* _Problem requirements_
Scan the entries line by line and return those with "mountain".

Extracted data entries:

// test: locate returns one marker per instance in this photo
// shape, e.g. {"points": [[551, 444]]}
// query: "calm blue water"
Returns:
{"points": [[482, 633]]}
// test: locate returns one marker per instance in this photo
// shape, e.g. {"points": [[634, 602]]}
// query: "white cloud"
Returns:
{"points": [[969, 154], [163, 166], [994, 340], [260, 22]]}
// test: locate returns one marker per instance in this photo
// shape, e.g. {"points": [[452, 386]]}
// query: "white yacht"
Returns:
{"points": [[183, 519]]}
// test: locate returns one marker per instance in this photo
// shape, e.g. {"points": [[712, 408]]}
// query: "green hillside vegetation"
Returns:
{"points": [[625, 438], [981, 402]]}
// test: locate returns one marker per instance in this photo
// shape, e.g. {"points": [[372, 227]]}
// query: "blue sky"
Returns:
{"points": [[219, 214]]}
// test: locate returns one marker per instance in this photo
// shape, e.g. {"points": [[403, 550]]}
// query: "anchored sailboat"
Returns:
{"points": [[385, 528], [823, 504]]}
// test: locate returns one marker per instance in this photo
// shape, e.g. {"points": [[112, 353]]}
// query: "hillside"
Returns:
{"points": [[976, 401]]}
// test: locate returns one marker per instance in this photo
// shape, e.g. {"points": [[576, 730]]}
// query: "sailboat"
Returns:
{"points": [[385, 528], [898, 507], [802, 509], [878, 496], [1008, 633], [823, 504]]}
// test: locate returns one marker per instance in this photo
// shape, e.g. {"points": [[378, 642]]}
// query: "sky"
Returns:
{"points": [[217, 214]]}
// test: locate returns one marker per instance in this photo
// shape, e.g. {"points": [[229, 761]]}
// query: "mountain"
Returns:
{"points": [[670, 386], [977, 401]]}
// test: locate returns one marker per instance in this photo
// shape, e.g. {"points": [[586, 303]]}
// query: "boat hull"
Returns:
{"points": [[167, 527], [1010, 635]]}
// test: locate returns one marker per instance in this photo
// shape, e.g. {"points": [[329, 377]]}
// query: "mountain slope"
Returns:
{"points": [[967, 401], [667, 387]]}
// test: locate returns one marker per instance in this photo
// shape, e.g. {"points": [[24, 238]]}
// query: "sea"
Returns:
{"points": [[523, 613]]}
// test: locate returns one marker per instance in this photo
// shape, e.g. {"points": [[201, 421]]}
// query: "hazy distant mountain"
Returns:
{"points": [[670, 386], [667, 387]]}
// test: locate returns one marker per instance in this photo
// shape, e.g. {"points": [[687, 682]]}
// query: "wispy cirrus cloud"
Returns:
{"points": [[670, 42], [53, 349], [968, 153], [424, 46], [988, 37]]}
...
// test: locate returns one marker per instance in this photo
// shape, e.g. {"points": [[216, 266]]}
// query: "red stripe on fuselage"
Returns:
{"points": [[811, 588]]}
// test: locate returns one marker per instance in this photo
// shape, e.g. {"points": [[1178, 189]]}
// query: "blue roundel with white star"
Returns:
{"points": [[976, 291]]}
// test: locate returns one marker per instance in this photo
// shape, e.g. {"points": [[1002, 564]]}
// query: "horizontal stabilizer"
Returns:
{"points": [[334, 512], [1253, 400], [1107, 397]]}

* _Solution for this exercise_
// query: "mountain"
// query: "mountain slope"
// query: "hazy distant mountain"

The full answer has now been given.